▸ **EXCERPTED RECORDS**:
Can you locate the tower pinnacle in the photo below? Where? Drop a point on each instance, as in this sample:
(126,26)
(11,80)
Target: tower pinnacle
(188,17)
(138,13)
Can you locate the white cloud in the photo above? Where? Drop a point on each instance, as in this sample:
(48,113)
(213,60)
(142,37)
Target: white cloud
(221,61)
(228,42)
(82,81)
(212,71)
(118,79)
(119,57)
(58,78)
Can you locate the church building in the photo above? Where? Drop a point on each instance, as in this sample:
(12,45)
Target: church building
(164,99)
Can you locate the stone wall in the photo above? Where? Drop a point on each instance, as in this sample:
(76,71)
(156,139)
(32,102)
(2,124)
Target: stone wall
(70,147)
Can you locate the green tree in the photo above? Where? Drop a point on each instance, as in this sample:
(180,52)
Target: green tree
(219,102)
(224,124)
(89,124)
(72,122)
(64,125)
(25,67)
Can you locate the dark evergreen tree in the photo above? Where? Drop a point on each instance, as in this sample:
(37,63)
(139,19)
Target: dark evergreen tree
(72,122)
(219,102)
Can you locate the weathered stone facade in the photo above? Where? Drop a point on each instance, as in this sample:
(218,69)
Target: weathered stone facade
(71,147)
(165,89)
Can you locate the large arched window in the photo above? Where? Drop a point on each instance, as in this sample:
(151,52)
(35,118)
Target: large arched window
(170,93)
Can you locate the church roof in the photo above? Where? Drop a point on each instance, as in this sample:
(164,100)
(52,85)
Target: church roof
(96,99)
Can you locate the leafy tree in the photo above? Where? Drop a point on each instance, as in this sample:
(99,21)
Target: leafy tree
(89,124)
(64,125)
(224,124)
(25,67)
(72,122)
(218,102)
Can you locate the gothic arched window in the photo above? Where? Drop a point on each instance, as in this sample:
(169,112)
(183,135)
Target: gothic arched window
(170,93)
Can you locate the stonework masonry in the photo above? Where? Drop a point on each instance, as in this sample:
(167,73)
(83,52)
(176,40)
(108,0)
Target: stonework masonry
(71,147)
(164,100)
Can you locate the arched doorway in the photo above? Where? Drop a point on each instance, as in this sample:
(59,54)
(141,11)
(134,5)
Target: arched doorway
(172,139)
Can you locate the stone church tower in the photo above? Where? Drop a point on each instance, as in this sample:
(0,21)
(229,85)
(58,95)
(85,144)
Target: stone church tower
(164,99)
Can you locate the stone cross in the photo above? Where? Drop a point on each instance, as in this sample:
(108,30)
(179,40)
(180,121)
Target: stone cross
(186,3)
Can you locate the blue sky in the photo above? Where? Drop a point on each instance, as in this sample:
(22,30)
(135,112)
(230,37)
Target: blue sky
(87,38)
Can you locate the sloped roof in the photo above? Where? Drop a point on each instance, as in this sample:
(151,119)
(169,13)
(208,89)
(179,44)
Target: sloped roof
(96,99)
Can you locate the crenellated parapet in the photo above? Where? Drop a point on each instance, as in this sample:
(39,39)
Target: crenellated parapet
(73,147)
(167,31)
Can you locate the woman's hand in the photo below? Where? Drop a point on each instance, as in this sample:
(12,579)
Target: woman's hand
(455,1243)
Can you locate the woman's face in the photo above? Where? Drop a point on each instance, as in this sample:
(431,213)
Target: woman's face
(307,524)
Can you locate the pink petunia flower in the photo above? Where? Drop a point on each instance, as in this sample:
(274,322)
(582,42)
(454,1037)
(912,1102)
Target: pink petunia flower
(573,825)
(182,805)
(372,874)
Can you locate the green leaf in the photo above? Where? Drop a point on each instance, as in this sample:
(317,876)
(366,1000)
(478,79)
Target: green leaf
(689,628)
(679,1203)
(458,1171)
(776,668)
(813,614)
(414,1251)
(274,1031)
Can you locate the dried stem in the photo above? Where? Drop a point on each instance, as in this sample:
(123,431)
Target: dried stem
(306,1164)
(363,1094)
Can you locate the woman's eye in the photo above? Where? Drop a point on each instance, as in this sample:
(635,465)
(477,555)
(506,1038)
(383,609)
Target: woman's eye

▸ **PROBLEM STATEMENT**: From the records above, please extract every line and repeat it exactly.

▸ **SOLUTION FOR THIS TASK**:
Can you locate the tower pinnacle in the photo below? Where? Drop a point on each instance, as in this sample:
(126,26)
(11,80)
Target: tower pinnacle
(188,17)
(138,13)
Can you locate the white cloud in the photo above? Where? Drop a point on each instance, as in this sample:
(48,113)
(213,60)
(142,37)
Target: white cloud
(221,61)
(228,42)
(82,81)
(212,71)
(118,79)
(119,57)
(58,78)
Can you locate the church building in the photo above? Where? Drop a point on each instance, as in this sample:
(12,45)
Target: church building
(164,99)
Can you locate the stone wall in the photo above? Where? Drop a point on each instance, as in this sample:
(76,71)
(156,139)
(32,102)
(2,124)
Target: stone wall
(70,147)
Can you locate the green tree in the photo above? Where? Drop a point on each instance, as in this sample:
(180,52)
Target: green tree
(219,102)
(224,124)
(89,124)
(72,122)
(64,125)
(25,67)
Can you locate the dark evergreen tree in the photo above? Where? Drop a point on each instance, as in this sample:
(37,63)
(139,19)
Target: dark evergreen tree
(72,122)
(219,102)
Can you locate the weathered stone facade in the photo above? Where? Drop a point on each instance, as in this sample:
(218,69)
Target: weathered stone facade
(71,147)
(165,89)
Can you locate the large arched window in the photo above? Where? Drop a point on each instance, as in this sample:
(151,52)
(35,118)
Target: large arched window
(170,93)
Can you locate the church roof in the photo above? Where? Drop a point on each instance, as in this sample:
(164,100)
(52,85)
Target: church roof
(96,99)
Can you locate the leafy tree in the photo above? Where? Drop a point on each instance, as in this sample:
(99,21)
Target: leafy tree
(89,124)
(64,125)
(224,124)
(25,67)
(72,122)
(218,102)
Can you locate the gothic arched window in the photo above? Where? Drop a point on each instance, as in this sample:
(169,112)
(183,135)
Target: gothic arched window
(170,93)
Can you locate the stonework masonry in the photo above? Where? Drop a point on each instance, as in this sample:
(167,73)
(83,52)
(176,40)
(108,0)
Target: stonework masonry
(71,147)
(164,100)
Can you locate the arched doorway in the photo above? Where? Drop a point on each instance, as in this sample:
(59,54)
(141,11)
(134,5)
Target: arched doorway
(172,139)
Can you locate the stone church tower in the photo above? Where? Drop a point on each instance, as in this sample:
(0,21)
(229,85)
(58,95)
(85,144)
Target: stone church tower
(164,99)
Can you locate the stone cross in the photo above? Where? Drop a point on each instance, as in this sample:
(108,30)
(179,40)
(180,121)
Target: stone cross
(186,3)
Can you locate the blue sky in the photo above? Where? Drop a point on each instance, as in this sample:
(22,30)
(135,112)
(230,37)
Target: blue sky
(87,38)
Can you locate the sloped roof in the photo above? Where? Drop a point on each instance, as in this sample:
(151,119)
(169,13)
(208,89)
(179,44)
Target: sloped roof
(96,99)
Can you locate the crenellated parapet in the photo above? Where? Drop a point on each instance, as in this sample:
(39,39)
Target: crenellated parapet
(73,147)
(167,31)
Can you locate the woman's hand in the photo below? Where? Drop a point on each instance, as in this sample:
(12,579)
Target: woman's hand
(455,1243)
Can you locate the woman's face in the photo above? Where? Drop a point on each instance, as in this sample:
(431,213)
Target: woman's face
(307,524)
Can you locate the pink petunia flower in the photo above? Where? Drop a point on each instance, as in this sample:
(274,322)
(582,42)
(454,1037)
(912,1102)
Target: pink petunia flower
(573,825)
(182,805)
(372,874)
Can you locate the green leaf in the photo above? Where? Drop a point on each instance, as in this sample:
(317,876)
(366,1000)
(478,79)
Target: green leaf
(689,628)
(679,1203)
(458,1171)
(776,668)
(813,614)
(414,1251)
(274,1031)
Can you locate the dried stem in the photo above? Where? Drop a point on each instance, as in this sample:
(123,431)
Target: dried stem
(306,1164)
(363,1094)
Can you locate the woman's eye in the photo above? Where? Drop a point on each instance, as in this sample:
(635,465)
(477,555)
(506,1038)
(383,609)
Target: woman's eye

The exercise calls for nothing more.